(Excerpts from a pointing dataset)
_____

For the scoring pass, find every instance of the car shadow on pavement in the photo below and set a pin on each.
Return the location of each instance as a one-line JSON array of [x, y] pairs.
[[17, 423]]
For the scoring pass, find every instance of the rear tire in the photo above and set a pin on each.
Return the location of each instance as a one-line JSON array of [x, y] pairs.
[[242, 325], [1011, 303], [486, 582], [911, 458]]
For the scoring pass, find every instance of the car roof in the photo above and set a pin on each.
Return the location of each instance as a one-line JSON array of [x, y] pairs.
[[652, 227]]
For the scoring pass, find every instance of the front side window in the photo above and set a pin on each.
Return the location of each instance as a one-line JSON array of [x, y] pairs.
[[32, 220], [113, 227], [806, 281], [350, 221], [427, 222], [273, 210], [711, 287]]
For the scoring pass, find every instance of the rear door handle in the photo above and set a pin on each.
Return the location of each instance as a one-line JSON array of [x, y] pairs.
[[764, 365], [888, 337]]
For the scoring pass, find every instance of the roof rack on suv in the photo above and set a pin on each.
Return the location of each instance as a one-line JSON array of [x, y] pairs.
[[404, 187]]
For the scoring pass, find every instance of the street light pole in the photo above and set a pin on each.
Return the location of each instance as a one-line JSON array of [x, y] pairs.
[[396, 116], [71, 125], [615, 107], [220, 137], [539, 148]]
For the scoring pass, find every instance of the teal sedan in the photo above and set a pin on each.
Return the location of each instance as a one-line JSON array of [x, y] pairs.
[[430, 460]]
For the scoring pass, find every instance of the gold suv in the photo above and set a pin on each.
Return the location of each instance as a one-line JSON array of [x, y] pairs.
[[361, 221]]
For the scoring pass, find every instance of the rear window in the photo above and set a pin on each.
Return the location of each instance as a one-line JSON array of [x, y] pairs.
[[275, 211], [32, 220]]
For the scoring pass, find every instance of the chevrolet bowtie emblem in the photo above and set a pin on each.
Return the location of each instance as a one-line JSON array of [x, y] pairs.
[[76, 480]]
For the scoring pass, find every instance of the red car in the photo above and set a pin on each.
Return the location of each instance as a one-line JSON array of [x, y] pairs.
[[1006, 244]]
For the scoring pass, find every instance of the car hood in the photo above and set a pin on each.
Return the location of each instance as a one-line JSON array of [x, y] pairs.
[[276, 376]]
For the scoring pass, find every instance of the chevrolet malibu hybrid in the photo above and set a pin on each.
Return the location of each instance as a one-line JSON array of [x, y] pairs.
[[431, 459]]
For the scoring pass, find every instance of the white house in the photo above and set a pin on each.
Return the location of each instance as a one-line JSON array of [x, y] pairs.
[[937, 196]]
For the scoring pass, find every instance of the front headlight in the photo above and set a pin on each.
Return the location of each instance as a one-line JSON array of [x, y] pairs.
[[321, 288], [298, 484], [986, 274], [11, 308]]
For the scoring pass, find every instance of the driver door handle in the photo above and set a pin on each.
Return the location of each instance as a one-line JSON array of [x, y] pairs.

_____

* EXERCISE INSTRUCTIONS:
Copy out all of the data above word for word, from the first line to the last.

* RESULT FOR THIS EXERCISE:
For the scoring pass, find every instance of the car shadow on pavement in the photo below and set a pin on each.
Return the location of each instance as a one-line JSON array of [x, y] pairs.
[[17, 423]]
For the scoring pass, find every instance of the rear tire in the photo above and set a pin on each.
Return the location of each instance as a one-line JSON array of [x, y] pairs.
[[242, 325], [1011, 303], [486, 582], [911, 458]]
For the scoring pass, find every instance of the car roof in the photo above and set a pin on each.
Return the location of each instance as a one-line JSON array of [x, y] pairs.
[[652, 227]]
For the scoring pass, find every instance of the front side window in the photo above and set a pin on each.
Return the location of each instance as a one-line JSON array of [x, y] pairs.
[[32, 220], [113, 227], [806, 281], [350, 221], [427, 222], [273, 210], [711, 287]]
For the scoring pass, find every instance of the rear door handle in the photo above and set a pin on each.
Return the location of each instance as a one-line JSON array of [x, y] pairs.
[[764, 365], [888, 337]]
For the scoring pass, find every instance of the roof rack on suv in the photo above and set a pin on each.
Return the location of each instance as a one-line JSON array of [x, y] pairs.
[[404, 187]]
For the scoring pass, find every instance of the street light pole in the photo above and set a pin on each.
Return the location of each instance as a one-line JSON array of [x, y] pairs.
[[396, 116], [71, 125], [615, 107], [220, 137], [539, 148]]
For the scoring pass, find every instance of the teal sedan in the photo above and set a pin on each.
Return the location of each instance as a one-line JSON array of [x, y] pairs.
[[430, 460]]
For the scoring pass, find every instance of the gold suv in the photo above and set a pin on each.
Return the location of each instance as a one-line JSON array of [x, y] pairs.
[[361, 221]]
For the scoring pass, find every instance of the rear window in the photo above and set a pin on each.
Return the location of each instance as a one-line JSON array of [x, y] pairs.
[[275, 211], [32, 220]]
For the scoring pass, find every instance of the chevrolet bowtie emblem in the photo above and set a pin on each.
Return the location of each instance as a one-line JSON array of [x, y] pairs.
[[76, 480]]
For the scoring pass, find every instance of the red car in the photo above and set a pin on each.
Return the location of each instance as a one-line JSON array of [x, y] pairs.
[[1006, 244]]
For the scoring pass, find every instance of the car hood in the photo above and set a pin on each.
Return the location of each instance as a one-line JSON array of [x, y] pairs.
[[276, 376]]
For the scoring pass, find every instance of the chevrolet malibu hybrid in the photo above and set a pin on each.
Return the location of each instance as a one-line JSON array of [x, y] pairs.
[[431, 459]]
For the scoring pass, find every instance of the white house in the photo above and set a pin on each.
Return the location of each instance as a one-line JSON array of [x, y] pairs.
[[937, 196]]
For the scoring pass, find every instance of the front headlight in the photo above and set a pin on each.
Return the location of each instance as a one-line JSON array of [x, y] pairs.
[[321, 288], [298, 484], [986, 274], [11, 308]]
For the scoring pass, find every instance of the driver door handle in the photo above and set a pin on each.
Return the location of each instance as a one-line JSON array of [x, y] pairs.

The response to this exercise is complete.